Excerpts from the Unix philosophy:

Write programs to handle text streams, because that is a universal interface.
Combine ``small, sharp tools" and the use of ``common underlying format,
the line-oriented, plain text file" to accomplish larger tasks.
Store data in flat text files.

Another major tenet of the philosophy is to use plain text
(i.e., human readable alphanumeric characters)
rather than binary files (which are not fully human readable)
to the extent possible for the inputs and outputs of programs,
and for configuration files.
This is because plain text is a universal interface;
that is, it can allow programs to easily interact with each other,
in the form of text outputs and inputs,
in contrast to the difficulty of mutually incompatible binary formats,
and because such files can be easily interfaced with humans.
The latter means that it is easy for humans to:
study, correct, improve, and extend such files,
as well as to port (i.e., modify) them to new platforms
(i.e., other combinations of operating systems and hardware).

Unix tradition strongly encourages writing programs that read and write:
simple, textual, stream-oriented, device-independent formats.
Under classic Unix, as many programs as possible are written as simple filters,
which take a simple text stream on input,
and process it into another simple text stream on output.
Despite popular mythology,
this practice is not favored because Unix programmers hate graphical user interfaces. It's because if you don't write programs that accept and emit simple text streams,
then it's much more difficult to hook the programs together.
Text streams are to Unix tools,
as messages are to objects, in an object-oriented setting.

+===+

WHAT YOU WILL DO:
A – Rewrite the stretch of the Unix philosophy passage from "Write programs to" through "for configuration files.", replacing "human readable" with "legible".
B – Translate this sentence from the Unix philosophy passage into Spanish: "Store data in flat text files."
C – In the Unix philosophy passage, what is said to be to Unix tools as messages are to objects in an object-oriented setting?
The records are separate material and have no connection to the Unix philosophy passage.

Dataset rows

+===+

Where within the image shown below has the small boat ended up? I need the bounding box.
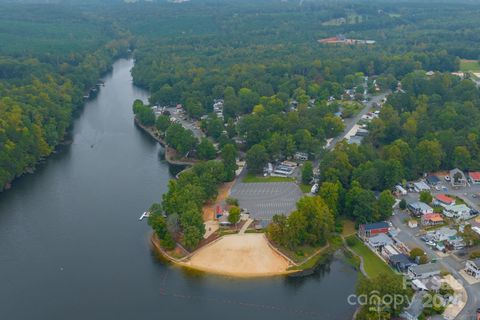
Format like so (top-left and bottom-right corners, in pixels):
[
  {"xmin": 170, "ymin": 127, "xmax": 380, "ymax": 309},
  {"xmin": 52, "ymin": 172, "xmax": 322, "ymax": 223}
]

+===+

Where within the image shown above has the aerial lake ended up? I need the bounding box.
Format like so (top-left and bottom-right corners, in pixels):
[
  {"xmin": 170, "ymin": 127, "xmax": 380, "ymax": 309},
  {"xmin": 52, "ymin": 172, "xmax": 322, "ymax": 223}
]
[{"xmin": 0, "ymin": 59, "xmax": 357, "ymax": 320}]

+===+

RESPONSES BY TASK:
A –
Write programs to handle text streams, because that is a universal interface.
Combine ``small, sharp tools" and the use of ``common underlying format,
the line-oriented, plain text file" to accomplish larger tasks.
Store data in flat text files.

Another major tenet of the philosophy is to use plain text
(i.e., legible alphanumeric characters)
rather than binary files (which are not fully legible)
to the extent possible for the inputs and outputs of programs,
and for configuration files.

B – Almacena los datos en archivos de texto plano.

C – Text streams.